-- The data follows --

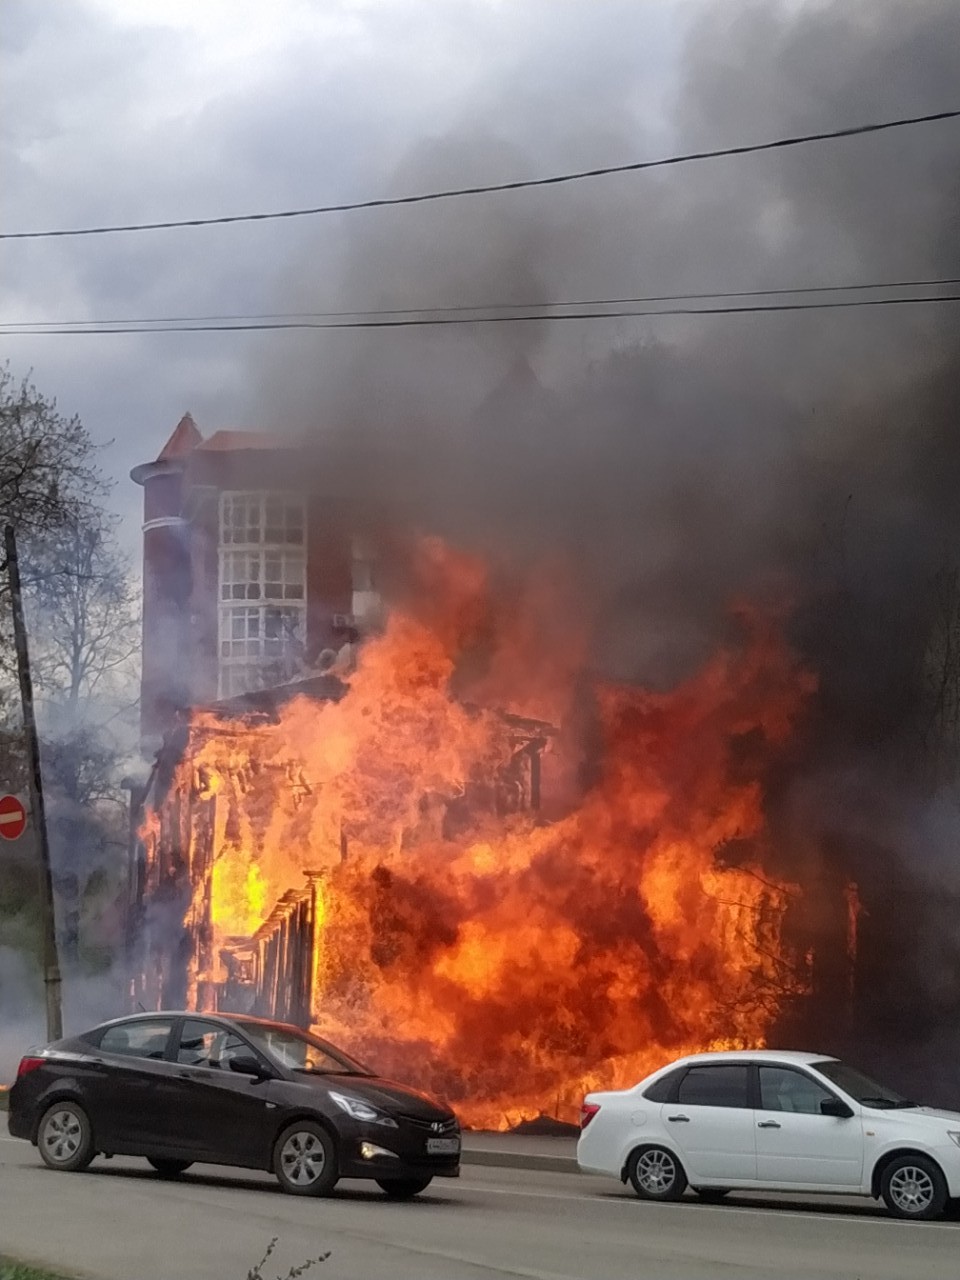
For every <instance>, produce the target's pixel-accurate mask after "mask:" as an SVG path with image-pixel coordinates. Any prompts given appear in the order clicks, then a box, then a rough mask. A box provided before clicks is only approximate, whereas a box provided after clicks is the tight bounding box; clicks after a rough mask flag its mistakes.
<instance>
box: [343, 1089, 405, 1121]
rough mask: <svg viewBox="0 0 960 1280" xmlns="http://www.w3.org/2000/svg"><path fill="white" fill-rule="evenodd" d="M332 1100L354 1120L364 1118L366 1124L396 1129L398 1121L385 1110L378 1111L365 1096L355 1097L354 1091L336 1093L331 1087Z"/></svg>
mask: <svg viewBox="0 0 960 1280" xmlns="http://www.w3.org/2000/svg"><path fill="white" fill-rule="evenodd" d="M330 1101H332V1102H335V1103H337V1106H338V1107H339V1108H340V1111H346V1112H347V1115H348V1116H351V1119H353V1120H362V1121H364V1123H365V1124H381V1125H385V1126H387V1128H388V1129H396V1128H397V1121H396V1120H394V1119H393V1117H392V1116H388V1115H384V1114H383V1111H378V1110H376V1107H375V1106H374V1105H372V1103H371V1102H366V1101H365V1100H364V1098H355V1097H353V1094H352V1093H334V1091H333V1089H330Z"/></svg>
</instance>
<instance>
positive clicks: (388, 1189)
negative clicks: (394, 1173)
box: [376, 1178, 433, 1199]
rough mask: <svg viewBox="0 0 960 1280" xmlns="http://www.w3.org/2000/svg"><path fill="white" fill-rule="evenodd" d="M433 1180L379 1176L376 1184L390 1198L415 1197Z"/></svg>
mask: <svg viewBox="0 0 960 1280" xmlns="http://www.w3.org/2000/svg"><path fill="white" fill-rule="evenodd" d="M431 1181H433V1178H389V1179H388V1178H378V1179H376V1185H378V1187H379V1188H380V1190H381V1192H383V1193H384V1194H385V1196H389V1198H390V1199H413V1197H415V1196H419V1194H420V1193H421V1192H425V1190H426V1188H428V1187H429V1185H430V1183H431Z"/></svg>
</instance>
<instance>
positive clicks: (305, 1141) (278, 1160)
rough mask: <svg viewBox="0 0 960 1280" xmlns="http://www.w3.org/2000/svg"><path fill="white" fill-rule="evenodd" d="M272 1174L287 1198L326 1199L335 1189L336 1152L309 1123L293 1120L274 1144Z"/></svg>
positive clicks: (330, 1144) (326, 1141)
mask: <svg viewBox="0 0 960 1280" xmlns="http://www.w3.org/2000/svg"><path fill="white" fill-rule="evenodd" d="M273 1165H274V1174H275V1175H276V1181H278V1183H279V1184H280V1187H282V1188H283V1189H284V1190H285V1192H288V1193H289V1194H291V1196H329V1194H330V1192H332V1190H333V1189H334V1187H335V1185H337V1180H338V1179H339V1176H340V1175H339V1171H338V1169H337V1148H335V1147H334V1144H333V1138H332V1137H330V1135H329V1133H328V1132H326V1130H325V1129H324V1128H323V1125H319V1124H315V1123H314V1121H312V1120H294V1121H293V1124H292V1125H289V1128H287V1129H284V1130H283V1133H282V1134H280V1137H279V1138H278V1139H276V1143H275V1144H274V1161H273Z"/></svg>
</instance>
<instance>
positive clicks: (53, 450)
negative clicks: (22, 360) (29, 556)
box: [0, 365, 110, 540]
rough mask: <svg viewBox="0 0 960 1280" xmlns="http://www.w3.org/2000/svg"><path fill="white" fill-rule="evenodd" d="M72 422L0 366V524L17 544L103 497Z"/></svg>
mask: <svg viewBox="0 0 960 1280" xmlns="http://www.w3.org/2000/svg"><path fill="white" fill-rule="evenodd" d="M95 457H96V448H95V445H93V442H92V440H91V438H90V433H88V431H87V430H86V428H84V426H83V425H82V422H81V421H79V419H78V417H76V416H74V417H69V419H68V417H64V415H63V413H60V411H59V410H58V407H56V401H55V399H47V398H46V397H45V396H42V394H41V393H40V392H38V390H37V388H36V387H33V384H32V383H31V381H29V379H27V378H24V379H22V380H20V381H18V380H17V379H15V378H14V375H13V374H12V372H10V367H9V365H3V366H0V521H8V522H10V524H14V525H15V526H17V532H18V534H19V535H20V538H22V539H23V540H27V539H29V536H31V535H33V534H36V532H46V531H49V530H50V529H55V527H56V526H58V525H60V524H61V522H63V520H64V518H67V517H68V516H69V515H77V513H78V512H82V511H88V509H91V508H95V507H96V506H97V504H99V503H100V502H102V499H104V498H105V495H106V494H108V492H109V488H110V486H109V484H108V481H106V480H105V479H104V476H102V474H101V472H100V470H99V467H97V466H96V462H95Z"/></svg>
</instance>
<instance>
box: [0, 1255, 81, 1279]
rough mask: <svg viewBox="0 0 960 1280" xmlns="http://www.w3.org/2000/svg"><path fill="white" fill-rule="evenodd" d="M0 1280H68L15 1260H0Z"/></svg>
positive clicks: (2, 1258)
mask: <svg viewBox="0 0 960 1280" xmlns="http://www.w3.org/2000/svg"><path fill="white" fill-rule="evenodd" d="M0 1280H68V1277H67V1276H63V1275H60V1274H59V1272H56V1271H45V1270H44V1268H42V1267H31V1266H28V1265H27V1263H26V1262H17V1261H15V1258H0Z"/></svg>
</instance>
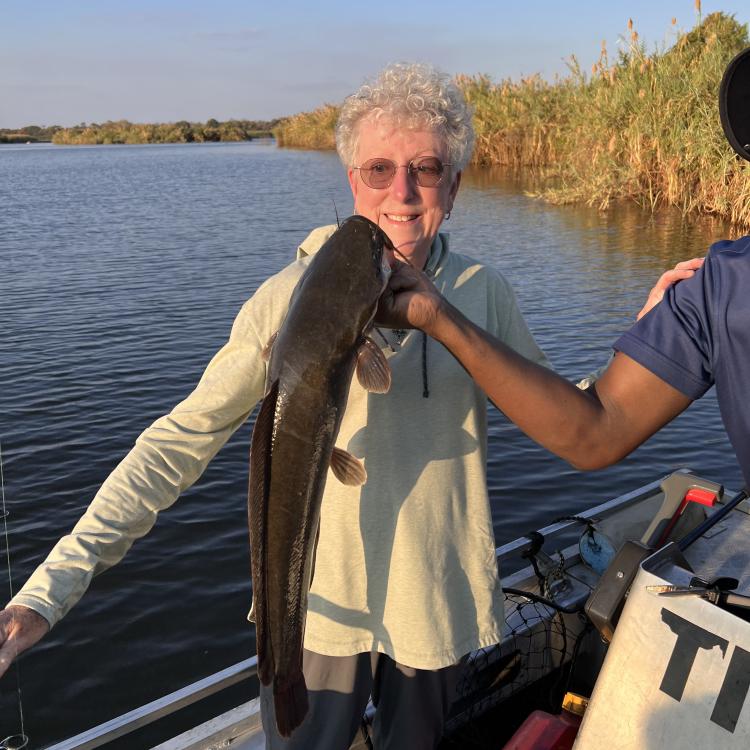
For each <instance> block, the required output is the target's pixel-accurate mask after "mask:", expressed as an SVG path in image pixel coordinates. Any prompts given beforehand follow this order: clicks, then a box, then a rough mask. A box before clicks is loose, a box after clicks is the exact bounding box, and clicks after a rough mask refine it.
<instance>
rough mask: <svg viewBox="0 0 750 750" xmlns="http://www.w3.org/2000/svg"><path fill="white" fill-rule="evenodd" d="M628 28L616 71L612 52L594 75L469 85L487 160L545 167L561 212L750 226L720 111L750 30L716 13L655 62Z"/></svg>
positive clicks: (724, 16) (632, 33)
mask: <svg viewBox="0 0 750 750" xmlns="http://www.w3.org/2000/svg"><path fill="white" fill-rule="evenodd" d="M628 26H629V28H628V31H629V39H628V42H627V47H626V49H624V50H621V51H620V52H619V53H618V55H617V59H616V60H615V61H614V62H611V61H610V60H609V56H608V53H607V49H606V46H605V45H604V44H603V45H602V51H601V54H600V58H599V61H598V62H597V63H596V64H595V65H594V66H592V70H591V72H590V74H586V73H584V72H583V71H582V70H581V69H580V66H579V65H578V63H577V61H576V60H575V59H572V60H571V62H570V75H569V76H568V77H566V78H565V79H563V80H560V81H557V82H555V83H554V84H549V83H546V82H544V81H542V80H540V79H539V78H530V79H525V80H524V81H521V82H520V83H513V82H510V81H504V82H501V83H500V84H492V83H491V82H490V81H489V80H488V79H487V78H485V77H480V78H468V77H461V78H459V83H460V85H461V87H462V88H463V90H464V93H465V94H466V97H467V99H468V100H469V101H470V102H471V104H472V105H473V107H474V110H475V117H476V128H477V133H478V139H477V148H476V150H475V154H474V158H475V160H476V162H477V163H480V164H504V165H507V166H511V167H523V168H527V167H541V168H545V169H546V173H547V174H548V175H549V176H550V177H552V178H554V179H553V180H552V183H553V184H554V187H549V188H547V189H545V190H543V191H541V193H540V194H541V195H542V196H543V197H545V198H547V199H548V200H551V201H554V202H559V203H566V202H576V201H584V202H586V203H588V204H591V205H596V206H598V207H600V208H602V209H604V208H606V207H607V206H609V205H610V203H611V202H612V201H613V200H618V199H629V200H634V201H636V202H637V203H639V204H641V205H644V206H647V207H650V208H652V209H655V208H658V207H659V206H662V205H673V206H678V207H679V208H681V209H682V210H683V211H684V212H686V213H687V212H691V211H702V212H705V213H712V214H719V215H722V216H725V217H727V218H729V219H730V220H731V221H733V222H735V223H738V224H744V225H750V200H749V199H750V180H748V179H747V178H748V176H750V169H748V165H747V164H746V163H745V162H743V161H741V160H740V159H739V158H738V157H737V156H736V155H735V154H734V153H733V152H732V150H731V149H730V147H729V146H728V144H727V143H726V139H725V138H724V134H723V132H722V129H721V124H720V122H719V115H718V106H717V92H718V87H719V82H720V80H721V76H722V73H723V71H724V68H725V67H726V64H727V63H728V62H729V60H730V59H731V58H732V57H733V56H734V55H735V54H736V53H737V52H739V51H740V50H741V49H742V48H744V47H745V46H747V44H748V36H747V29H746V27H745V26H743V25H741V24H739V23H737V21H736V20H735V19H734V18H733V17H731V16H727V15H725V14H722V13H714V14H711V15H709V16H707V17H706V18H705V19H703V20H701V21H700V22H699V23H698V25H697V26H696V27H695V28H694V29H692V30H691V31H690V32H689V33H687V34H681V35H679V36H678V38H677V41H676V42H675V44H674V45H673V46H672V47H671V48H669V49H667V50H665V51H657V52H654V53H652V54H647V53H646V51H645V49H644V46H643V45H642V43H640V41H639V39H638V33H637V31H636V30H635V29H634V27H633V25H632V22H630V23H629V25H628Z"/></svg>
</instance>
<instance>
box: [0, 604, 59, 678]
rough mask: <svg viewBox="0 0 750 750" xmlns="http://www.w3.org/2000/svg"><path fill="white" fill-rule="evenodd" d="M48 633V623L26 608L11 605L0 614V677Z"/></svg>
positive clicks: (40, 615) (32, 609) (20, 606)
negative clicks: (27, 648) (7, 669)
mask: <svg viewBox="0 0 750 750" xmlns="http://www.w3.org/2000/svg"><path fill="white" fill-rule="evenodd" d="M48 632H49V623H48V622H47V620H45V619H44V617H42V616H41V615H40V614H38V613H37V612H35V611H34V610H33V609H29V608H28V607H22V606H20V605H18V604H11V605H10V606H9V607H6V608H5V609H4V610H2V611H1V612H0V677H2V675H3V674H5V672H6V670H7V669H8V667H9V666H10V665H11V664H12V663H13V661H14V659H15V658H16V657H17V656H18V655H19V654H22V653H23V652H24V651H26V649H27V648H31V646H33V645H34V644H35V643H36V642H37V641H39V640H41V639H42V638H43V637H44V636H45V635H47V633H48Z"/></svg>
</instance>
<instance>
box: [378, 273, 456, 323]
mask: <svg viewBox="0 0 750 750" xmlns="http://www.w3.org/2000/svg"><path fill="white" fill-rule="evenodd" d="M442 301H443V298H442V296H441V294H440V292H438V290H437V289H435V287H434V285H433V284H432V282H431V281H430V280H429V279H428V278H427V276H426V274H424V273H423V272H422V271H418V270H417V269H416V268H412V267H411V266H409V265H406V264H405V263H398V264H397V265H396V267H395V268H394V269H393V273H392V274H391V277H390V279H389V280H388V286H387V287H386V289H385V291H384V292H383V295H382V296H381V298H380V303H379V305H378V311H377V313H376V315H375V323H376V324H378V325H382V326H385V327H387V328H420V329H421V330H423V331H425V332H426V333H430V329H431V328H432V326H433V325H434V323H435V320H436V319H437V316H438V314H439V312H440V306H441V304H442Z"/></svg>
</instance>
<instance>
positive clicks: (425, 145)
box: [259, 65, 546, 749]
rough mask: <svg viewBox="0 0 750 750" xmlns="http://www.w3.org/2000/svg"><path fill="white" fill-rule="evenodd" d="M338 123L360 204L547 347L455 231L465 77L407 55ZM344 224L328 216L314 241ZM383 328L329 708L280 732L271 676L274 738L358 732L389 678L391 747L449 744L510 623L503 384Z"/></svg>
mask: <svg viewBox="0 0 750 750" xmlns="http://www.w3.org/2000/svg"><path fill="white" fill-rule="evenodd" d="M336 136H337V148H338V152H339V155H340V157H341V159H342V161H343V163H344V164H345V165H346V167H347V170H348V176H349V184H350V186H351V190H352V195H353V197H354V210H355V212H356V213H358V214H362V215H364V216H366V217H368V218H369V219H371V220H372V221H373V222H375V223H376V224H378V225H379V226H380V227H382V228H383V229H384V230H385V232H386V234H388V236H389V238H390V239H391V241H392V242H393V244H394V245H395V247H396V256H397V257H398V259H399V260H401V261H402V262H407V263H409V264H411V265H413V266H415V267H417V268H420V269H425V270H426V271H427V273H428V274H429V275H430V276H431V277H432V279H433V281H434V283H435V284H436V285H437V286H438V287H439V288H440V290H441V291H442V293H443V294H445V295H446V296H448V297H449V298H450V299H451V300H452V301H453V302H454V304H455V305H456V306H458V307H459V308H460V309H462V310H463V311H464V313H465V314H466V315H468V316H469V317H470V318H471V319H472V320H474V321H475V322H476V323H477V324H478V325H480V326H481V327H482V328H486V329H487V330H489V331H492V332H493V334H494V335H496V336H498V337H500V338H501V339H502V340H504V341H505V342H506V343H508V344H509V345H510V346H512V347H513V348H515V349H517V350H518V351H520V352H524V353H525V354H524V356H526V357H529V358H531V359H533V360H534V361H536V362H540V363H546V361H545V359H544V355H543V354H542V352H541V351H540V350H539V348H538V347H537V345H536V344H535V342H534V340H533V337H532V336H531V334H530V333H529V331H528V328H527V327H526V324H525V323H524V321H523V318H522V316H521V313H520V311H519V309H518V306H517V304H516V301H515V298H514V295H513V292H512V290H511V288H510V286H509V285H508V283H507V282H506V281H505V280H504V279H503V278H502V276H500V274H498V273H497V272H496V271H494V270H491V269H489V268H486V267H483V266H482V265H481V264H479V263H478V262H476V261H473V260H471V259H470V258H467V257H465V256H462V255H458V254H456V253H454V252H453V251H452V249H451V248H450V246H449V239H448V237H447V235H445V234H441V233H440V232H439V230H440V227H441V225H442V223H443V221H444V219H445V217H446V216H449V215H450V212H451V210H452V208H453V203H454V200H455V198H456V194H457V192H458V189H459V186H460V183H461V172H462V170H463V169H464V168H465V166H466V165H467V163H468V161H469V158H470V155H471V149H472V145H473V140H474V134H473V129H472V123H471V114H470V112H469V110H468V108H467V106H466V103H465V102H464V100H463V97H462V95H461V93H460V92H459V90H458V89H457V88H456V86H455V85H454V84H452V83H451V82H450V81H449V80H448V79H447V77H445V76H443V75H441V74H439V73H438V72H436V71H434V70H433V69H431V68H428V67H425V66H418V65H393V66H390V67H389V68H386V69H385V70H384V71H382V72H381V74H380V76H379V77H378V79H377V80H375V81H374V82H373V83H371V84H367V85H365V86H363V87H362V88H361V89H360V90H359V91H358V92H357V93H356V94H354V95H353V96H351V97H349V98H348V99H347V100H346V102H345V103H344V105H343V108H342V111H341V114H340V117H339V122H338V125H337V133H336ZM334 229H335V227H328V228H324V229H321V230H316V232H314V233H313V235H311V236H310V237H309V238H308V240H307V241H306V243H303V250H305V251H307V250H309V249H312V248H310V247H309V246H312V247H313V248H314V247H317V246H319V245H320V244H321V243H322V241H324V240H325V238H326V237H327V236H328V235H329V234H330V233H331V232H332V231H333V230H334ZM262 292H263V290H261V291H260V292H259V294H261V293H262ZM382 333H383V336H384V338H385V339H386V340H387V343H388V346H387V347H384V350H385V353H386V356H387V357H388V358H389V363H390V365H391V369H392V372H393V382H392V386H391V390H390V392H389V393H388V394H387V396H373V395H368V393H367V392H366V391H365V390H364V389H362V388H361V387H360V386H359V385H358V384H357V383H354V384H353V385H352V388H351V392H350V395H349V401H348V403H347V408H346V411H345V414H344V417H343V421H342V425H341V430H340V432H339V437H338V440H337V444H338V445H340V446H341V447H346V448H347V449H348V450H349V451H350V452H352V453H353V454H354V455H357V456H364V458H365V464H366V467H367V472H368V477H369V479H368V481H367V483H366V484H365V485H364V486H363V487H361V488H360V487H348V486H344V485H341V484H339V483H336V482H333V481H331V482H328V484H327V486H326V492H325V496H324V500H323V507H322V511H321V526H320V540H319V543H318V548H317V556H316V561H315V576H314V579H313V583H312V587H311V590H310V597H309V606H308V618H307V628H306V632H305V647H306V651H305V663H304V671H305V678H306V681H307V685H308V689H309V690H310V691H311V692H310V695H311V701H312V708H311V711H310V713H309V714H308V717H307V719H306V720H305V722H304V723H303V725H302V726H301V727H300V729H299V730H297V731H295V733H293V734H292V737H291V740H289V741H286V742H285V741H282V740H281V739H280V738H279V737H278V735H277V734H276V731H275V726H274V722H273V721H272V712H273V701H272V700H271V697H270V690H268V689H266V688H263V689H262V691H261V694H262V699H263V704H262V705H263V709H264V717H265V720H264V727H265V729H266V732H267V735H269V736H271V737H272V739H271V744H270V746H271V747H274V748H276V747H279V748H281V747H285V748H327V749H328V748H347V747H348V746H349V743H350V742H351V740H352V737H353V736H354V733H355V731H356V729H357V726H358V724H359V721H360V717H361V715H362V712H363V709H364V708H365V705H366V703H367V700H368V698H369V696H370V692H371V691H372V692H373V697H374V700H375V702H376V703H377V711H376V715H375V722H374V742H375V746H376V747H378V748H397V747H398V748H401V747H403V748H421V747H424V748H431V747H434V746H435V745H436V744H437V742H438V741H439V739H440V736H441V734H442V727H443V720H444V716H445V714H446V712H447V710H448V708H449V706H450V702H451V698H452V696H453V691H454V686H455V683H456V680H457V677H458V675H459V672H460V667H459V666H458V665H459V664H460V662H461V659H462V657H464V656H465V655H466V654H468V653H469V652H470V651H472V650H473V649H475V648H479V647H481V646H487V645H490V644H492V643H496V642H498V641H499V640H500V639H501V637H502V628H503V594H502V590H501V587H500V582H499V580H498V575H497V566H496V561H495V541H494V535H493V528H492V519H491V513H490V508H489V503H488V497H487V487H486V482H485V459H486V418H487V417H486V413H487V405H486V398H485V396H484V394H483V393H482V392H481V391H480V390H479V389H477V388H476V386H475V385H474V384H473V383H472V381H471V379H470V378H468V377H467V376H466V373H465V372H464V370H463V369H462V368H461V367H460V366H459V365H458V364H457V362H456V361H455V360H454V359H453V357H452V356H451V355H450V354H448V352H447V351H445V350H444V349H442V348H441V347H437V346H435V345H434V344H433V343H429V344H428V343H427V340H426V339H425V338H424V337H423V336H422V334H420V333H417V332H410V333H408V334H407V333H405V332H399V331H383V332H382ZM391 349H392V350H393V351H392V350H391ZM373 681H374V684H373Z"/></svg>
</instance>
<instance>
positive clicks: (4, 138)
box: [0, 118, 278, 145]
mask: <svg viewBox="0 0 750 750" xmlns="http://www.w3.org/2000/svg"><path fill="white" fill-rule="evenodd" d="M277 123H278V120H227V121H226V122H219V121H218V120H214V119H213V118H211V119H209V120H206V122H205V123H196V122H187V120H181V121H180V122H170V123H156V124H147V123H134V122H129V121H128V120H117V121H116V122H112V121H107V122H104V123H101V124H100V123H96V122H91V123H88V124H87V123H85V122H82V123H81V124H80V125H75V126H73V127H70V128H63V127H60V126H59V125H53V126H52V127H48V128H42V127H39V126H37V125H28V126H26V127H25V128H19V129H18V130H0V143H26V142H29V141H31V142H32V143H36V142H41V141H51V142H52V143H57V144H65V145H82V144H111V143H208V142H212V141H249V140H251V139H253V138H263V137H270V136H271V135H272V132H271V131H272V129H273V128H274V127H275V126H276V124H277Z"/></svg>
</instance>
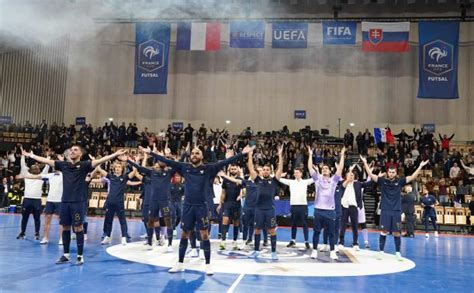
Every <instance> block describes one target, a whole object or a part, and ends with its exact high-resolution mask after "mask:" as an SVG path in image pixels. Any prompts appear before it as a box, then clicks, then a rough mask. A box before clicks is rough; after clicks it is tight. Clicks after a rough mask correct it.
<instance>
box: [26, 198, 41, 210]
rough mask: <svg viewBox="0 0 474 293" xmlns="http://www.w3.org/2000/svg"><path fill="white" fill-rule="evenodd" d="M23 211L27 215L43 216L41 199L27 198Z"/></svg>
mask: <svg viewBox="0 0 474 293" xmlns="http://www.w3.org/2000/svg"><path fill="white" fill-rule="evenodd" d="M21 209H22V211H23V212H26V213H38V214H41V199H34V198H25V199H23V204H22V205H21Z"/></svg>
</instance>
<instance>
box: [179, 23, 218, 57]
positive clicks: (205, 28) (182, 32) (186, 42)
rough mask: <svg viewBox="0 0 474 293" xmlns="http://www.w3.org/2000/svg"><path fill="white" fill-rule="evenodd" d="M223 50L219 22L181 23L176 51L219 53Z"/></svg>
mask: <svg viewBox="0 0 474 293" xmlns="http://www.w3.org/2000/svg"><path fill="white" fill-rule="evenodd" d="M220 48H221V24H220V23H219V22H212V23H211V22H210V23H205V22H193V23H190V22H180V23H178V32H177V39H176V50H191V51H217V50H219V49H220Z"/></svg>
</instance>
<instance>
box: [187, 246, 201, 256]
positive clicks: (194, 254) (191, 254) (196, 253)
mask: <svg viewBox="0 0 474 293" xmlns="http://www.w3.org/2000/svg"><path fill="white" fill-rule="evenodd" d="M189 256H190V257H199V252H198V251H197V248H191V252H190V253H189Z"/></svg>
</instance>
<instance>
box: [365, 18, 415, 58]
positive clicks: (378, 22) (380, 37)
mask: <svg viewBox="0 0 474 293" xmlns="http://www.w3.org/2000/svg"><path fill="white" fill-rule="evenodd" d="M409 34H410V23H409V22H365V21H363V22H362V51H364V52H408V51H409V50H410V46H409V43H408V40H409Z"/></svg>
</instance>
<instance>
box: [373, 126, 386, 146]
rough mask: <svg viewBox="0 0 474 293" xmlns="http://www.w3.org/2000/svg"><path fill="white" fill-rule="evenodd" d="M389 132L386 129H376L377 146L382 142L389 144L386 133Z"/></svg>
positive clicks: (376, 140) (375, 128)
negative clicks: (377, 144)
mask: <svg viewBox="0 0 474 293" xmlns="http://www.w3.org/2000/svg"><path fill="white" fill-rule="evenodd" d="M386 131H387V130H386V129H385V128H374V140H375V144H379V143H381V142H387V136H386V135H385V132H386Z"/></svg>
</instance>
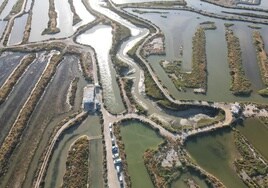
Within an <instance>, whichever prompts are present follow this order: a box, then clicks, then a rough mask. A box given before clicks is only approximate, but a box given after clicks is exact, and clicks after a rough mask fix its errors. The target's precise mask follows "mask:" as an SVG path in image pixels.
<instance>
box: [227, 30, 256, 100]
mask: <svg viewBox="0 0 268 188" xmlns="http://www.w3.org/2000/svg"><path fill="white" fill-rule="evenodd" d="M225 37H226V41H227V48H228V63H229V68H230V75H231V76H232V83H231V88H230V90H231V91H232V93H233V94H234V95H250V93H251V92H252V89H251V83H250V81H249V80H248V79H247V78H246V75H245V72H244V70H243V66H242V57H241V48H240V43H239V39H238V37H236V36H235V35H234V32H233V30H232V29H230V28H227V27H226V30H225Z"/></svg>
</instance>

-- The data concluded --

» **Description of the task**: Display every line of the listing above that contains the string "negative".

» **Problem solution**:
negative clicks: (394, 1173)
negative clicks: (22, 360) (29, 556)
negative clicks: (27, 648) (7, 669)
negative clicks: (377, 144)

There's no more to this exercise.